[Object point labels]
____
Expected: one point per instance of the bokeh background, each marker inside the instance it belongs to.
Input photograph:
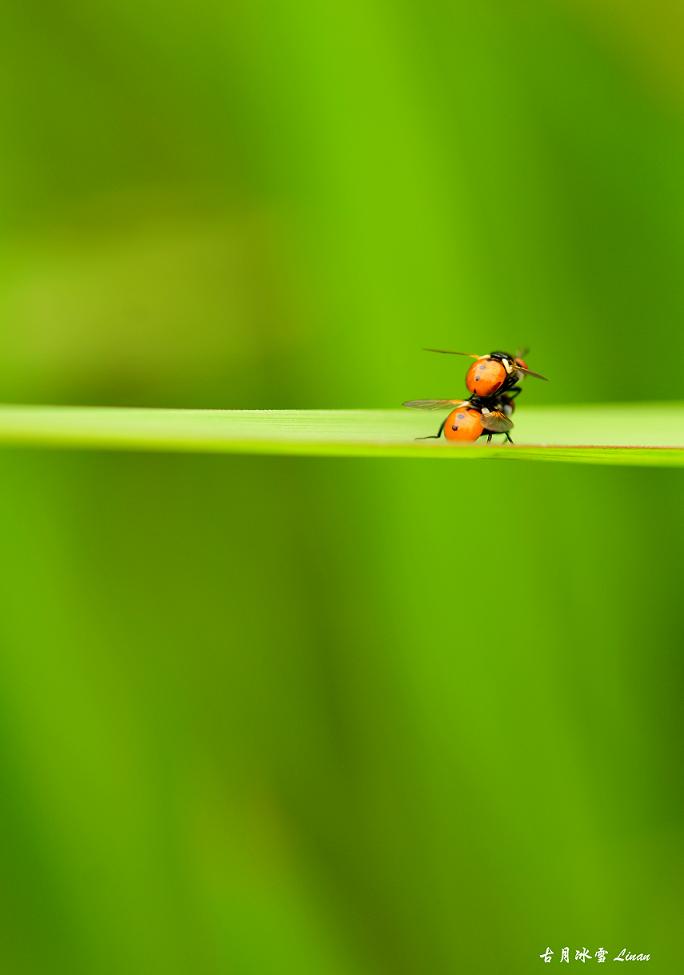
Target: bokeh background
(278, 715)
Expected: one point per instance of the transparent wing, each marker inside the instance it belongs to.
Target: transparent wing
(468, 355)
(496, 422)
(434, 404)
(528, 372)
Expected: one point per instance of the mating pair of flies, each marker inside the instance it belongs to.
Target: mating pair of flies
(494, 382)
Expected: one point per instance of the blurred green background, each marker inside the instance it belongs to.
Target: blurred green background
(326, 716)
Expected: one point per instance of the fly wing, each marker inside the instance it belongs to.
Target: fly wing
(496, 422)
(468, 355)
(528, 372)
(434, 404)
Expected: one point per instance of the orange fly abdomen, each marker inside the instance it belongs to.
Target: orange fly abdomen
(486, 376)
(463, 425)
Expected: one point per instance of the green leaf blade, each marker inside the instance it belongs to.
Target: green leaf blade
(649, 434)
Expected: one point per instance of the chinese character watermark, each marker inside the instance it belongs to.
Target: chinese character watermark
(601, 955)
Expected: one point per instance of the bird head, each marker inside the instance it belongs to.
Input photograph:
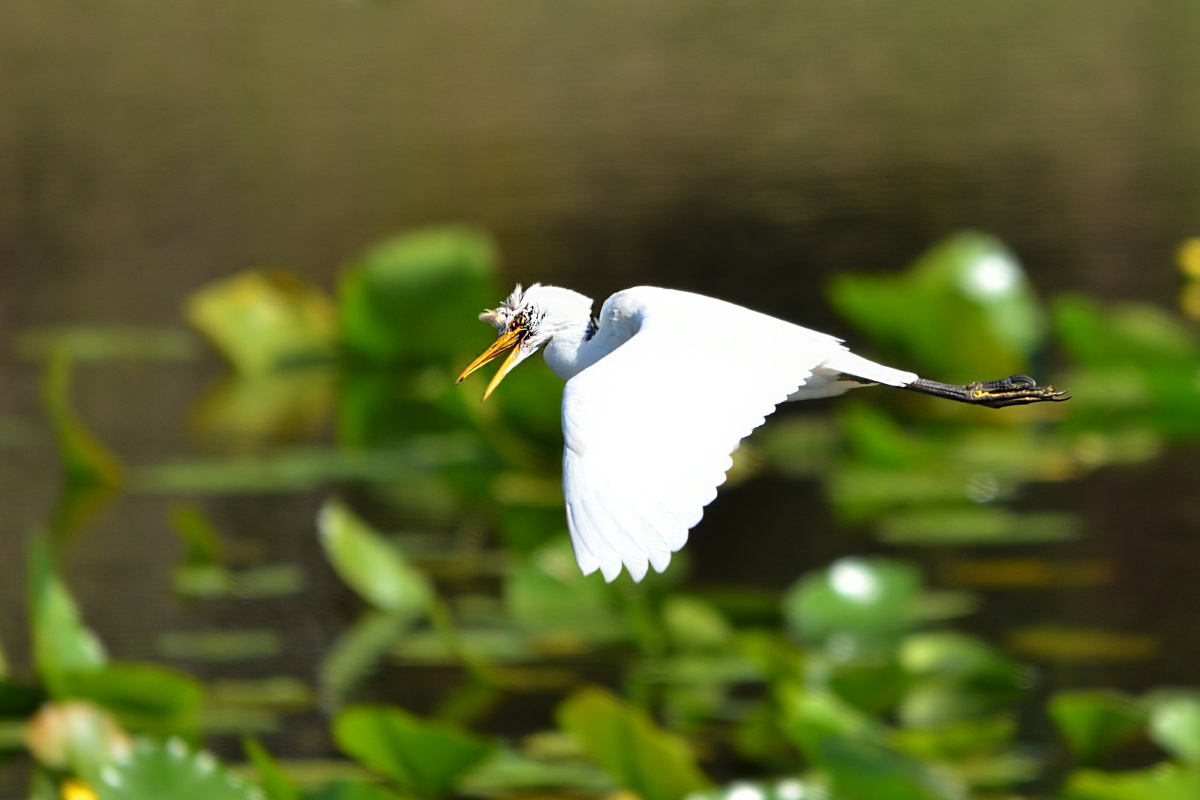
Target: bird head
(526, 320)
____
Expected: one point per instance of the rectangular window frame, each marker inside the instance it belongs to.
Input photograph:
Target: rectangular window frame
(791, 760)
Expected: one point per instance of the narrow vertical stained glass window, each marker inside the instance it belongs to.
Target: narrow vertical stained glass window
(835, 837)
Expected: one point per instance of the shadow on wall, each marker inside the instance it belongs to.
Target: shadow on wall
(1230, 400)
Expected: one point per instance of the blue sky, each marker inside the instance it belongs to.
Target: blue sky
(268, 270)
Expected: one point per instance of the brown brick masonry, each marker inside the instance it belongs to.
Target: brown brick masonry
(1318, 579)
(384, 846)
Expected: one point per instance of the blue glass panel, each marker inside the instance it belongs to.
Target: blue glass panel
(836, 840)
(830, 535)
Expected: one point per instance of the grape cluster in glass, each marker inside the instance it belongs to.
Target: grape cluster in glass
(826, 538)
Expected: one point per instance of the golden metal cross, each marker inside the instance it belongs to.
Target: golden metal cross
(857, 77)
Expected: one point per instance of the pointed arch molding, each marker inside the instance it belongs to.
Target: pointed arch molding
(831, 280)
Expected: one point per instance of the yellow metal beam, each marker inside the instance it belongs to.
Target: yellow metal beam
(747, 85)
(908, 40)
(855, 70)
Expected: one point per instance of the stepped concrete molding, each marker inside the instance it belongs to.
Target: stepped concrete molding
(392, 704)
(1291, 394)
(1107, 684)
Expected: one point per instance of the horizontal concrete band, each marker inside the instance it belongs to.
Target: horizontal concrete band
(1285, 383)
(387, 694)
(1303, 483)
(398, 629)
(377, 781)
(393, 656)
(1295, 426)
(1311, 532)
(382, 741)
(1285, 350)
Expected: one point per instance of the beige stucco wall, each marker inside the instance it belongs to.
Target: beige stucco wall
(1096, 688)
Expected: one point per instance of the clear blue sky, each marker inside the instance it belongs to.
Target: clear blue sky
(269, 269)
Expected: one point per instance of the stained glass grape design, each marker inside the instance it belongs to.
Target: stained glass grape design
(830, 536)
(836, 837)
____
_Exercise brief_
Gather every line of the material that contains the string "stepped", matching case exactly.

_Solution for this task_
Expected: one point per instance of the stepped concrete molding, each marker inside the instance it belongs to.
Target: stepped concrete molding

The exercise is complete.